→ Stated exercise
Reproduce all of the data below word for word, keeping every line in its original order.
[Begin Stored rows]
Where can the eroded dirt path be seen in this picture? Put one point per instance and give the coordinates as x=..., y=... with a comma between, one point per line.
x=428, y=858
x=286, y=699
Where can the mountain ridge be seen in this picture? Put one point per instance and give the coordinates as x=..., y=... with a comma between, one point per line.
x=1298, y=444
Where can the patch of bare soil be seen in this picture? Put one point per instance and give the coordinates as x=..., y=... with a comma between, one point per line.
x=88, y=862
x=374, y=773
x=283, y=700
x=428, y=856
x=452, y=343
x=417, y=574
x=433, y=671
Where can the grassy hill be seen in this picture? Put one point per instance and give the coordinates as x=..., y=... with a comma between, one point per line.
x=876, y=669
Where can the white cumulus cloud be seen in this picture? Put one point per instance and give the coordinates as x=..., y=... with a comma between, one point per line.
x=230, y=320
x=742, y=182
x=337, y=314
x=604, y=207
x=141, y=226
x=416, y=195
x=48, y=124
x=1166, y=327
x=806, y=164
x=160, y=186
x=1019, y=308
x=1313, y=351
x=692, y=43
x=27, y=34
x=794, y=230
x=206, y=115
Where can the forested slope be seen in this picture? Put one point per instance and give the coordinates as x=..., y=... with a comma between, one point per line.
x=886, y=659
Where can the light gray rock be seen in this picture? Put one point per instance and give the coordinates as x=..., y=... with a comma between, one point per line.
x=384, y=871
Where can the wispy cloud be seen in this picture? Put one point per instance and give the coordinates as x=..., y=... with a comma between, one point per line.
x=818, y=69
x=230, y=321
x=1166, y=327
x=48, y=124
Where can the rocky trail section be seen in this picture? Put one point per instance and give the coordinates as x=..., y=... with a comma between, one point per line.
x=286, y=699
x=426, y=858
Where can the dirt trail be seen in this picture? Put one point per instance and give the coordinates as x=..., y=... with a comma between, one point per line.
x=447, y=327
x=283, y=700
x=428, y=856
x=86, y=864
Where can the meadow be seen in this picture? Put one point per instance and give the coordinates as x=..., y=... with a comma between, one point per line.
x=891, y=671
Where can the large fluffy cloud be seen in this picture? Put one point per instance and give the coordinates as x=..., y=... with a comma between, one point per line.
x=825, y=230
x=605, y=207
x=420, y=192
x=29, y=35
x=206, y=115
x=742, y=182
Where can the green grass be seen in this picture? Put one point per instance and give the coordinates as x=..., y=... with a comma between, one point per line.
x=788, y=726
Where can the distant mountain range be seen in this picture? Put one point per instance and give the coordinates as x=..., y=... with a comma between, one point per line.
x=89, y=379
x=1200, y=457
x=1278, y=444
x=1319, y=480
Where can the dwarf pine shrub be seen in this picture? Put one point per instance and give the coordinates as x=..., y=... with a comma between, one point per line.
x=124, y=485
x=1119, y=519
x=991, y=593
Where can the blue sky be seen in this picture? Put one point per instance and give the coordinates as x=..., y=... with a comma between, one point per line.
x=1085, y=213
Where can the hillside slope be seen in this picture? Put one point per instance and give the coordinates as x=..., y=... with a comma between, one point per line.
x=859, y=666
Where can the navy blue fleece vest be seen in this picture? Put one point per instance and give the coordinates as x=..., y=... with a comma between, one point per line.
[End Stored rows]
→ Response to this exercise
Where can the eroded dirt path be seen in this picture? Put one point per instance and give the coordinates as x=..., y=... with a comma between, one point per line.
x=428, y=858
x=286, y=699
Where can the mountain ridge be seen in this picture? Put one point per instance and give the coordinates as x=..., y=... with a comma between, one point per line.
x=1298, y=444
Where can the patch of bare soil be seen in this picture? Put one point per instance and give the coordinates as x=..., y=... with a comma between, one point per line.
x=88, y=862
x=374, y=773
x=283, y=700
x=428, y=856
x=452, y=343
x=417, y=574
x=433, y=671
Where can the grassy hill be seen in this picture? Put one point per instance and give the coordinates as x=..., y=... with a comma between, one point per line.
x=876, y=669
Where can the white cumulus cloud be seen in this picture? Put one point per instance and give the coordinates as x=..., y=... with a comma between, one point per line.
x=230, y=320
x=742, y=182
x=337, y=314
x=604, y=207
x=141, y=226
x=416, y=195
x=48, y=124
x=1166, y=327
x=806, y=164
x=160, y=186
x=1019, y=308
x=1313, y=351
x=692, y=43
x=27, y=34
x=794, y=230
x=206, y=115
Where can the forested slope be seen in this picture? Put one point per instance and give the coordinates as x=..., y=... with a comma between, one point per line.
x=886, y=659
Where can the light gray rock be seen in this picture? Put one point per instance and give the coordinates as x=..., y=... with a comma between, one point per line.
x=384, y=871
Where can the wispy cloud be seen in this picture? Put one point per instance and give the coordinates as x=..., y=... with a comma between, one point per line.
x=818, y=69
x=230, y=321
x=1166, y=327
x=48, y=124
Where can the rocky trail section be seen in this picture? Put one point per instance and give the coordinates as x=..., y=... with a comma between, one point per line.
x=286, y=699
x=426, y=858
Where can the dirt trail be seen in this picture? Put one point per instance and give the coordinates as x=..., y=... with a comma between, one point per line.
x=447, y=327
x=283, y=700
x=428, y=856
x=86, y=864
Where can the meadow be seen in this picture? Put one point per instance and give the coordinates as x=..., y=... with a comma between, one point per line.
x=891, y=671
Where can the large fluffy cloud be seen in this picture? Put one point per instance and give the coordinates as x=..., y=... with a comma between, one point per line.
x=825, y=230
x=605, y=207
x=420, y=192
x=29, y=35
x=206, y=115
x=742, y=182
Where can the green grass be seen in this picture? Put one point per instance and give the coordinates as x=..., y=... with a comma between, one point per line.
x=788, y=726
Where can the distant mountain range be seen in this picture? Put one point per instance and give the coordinates as x=..., y=... with a comma between, one point per line.
x=89, y=379
x=1200, y=457
x=1278, y=444
x=1319, y=480
Where can the dwarf pine shrub be seen in this picture? Put one point per instance and give the coordinates as x=..., y=... with a comma between, one point per line.
x=124, y=485
x=1119, y=519
x=991, y=593
Where can the blue sky be seen in this picture? Put one point per instance and give the coordinates as x=..., y=... with a comma between, one point per line.
x=1085, y=213
Where can the hillside slope be seen in this picture? Put one point per instance and give the coordinates as x=..., y=... with a comma between, one point per line.
x=859, y=666
Where can the navy blue fleece vest be seen in this picture? Put one point per instance and give the coordinates as x=..., y=... with a comma between, one point per line.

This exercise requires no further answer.